(EXTRAIT):

++++++++++++++++++++

Et il faut savoir que
la [notion de] prophétie se vérifie dans ces trois cas comme le tout potentiel
dans ses parties : de par sa nature, celui-ci, selon sa vertu parfaite, se
trouve dans une seule, et dans les autres, [on en trouve] une certaine
participation et un certain mode. Ainsi dans le cas de l’âme : toute sa
vertu est sauvegardée parfaitement dans l’âme rationnelle, et l’âme sensible ne
possède pas la vertu parfaite de l’âme, moins encore l’âme végétative. Aussi Grégoire[3] dit-il que les plantes ne vivent pas par l’âme,
mais par la verdure.

++++++++++++++++++++

(JEU DE DONNÉES):

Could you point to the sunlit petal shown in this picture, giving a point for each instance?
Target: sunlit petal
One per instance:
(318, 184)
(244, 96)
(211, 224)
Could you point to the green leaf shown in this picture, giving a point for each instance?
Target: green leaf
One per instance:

++++++++++++++++++++

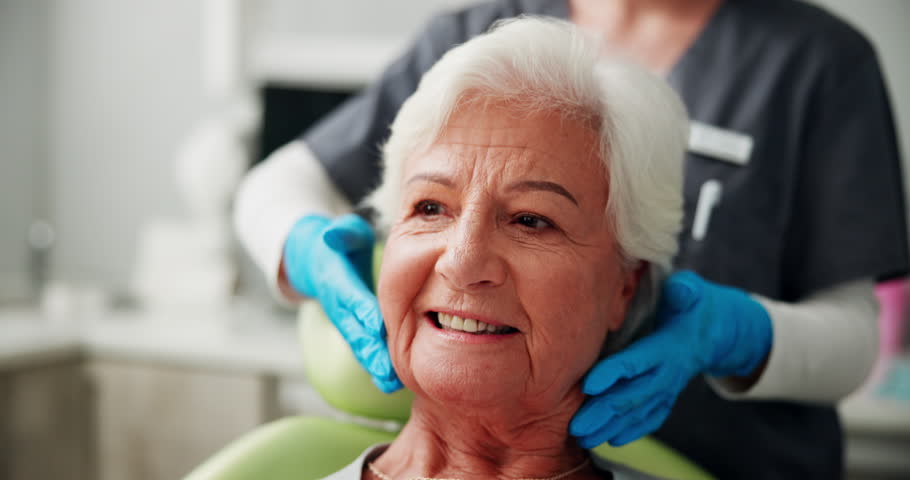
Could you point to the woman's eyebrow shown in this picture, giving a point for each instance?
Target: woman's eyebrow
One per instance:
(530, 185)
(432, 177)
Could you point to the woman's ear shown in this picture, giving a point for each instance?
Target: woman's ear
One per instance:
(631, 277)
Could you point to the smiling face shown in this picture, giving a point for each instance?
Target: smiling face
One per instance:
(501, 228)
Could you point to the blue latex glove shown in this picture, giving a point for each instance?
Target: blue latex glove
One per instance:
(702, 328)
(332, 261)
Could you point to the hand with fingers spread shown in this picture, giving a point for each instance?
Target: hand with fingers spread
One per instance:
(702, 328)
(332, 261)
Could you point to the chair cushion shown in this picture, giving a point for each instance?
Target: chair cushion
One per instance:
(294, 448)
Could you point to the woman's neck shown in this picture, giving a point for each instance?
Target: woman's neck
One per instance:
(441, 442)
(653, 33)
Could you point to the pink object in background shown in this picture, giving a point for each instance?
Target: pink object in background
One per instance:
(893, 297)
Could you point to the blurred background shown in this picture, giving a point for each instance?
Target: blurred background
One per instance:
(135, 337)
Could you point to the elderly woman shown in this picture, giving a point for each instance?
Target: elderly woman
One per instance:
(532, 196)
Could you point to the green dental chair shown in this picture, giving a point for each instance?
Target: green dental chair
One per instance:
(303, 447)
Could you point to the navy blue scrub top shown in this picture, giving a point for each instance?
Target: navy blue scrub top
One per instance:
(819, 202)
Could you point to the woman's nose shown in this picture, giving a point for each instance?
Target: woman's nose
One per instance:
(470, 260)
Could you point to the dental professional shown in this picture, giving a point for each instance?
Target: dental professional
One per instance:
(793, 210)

++++++++++++++++++++

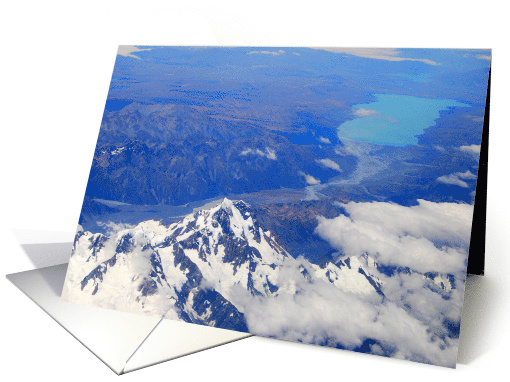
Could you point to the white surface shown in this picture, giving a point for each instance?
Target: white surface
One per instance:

++++++++++++++++++++

(TRAVAIL DEMANDÉ):
1) D'après l'extrait sur la prophétie, par quoi Grégoire affirme-t-il que vivent les plantes ?
2) Poursuivez l'extrait sur la prophétie à la suite de sa dernière phrase.
Les items ne présentent aucun lien avec l'extrait sur la prophétie.

(RÉSULTATS ATTENDUS):
1) Par la verdure, et non par l'âme.

2)
De même aussi, la
vision corporelle et spirituelle ou imaginaire est quelque chose de la
prophétie ; mais on ne peut vraiment les appeler prophéties, si on ne leur
ajoute la vision intellectuelle, dans laquelle s’achève la notion de
prophétie : « Il y a besoin d’intelligence dans la vision » (Dan
10, 1) . Aussi dit-il ensuite : « Et il
comprit la parole ». Or la vision se dit d’abord et proprement de la
vision corporelle. Et parce que toute notre connaissance vient des sens, parmi
lesquels la vision l’emporte[4] par la subtilité et l’universalité, parce qu’elle
nous montre plus de différences entre les choses, pour cette raison le nom de
vision est se dit métaphoriquement des autres connaissances intérieures.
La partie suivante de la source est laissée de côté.